▶ _WRITTEN REQUEST 1_:
In the passage on the CDJ network protocol, how many bytes make up a '11 field', and what separates it from other fields?
▶ _WRITTEN REQUEST 2_:
Name every request type code, such as '00 00', that the passage on the CDJ network protocol mentions.
▶ _WRITTEN REQUEST 3_:
Please extend the passage on the CDJ network protocol, starting after its last sentence.
___ PASSAGE PROVIDED ___
What do I call a '00 00' request ? It's a name I gave to all 42-bytes requests starting with the separator '11 87 23 49 ae 11', followed by the packet count and then by the request type. It seems that requests are identified by a 2-byte identifier right in the middle of the 4 bytes following the packet ID. Because the first (10) and last (0F) bytes of the request field never changes only two bytes are used and a '00 00' request is a request with bytes 10 00 00 0F following the packet ID.
A '11 field' is a 4 byte field separated from others by a '11' byte. If you look precisely at TCP response packets from CDJs or Rekorbox, these separators are always present in the messages and contain various data.
On reception of a specific 192 bytes packet issued by the server, the device will always connect to it (if not done so, by using the process described before) and send to the server a "30 07" query. But I have no idea of what this request stands for...
Request may be 52 bytes long. In this case, acknowledgment messages may be 52 bytes long too, but not necessarily.
A 62 byte TCP request usually is a '30 00' (EXEC) request. This packet will trigger the request on the server, and the response will be sent back.
Some (EXEC) paquets doesn't need to be preceded by a 42-byte request packet and will make the server respond immediatly to the request.
___ GIVEN MATERIAL ___
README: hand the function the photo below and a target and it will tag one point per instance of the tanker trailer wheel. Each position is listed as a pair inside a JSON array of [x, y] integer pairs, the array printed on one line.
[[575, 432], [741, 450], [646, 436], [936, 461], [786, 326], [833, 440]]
___
▶ _TASK ANSWER 1_:
A '11 field' is 4 bytes long and is separated from other fields by a '11' byte.

▶ _TASK ANSWER 2_:
'00 00', '30 07', '30 00'

▶ _TASK ANSWER 3_:
Some request types :
To disconnect from DeviceSQL server, send a 32 byte packet with ID "ff ff ff fe" and call the "01 00" request in it. The server will acknowledge and then you can close the socket !
The general process of loading a track is as follows :
(EDIT) To make a CDJ device to load a track from Rekordbox (the process that takes place when you drag'n'drop a track on a CDJ displayed in the "LINK" ribbon of rekordbox), you have to send a 88 byte UDP packet from port 50002 of the sender machine to the port 50002 of the destination player containing the rekordbox ID of the requested track at bytes 86-90. Then, the device will ask for path metadata with request "21 02" and NFS operations will occur.
Being a little rush about writing this document I know some points may be unclear, don't hesitate to contact me and I will be able to give more details about my findings. I'm also working on the JAVA version of a Pioneer Link library to support my original software.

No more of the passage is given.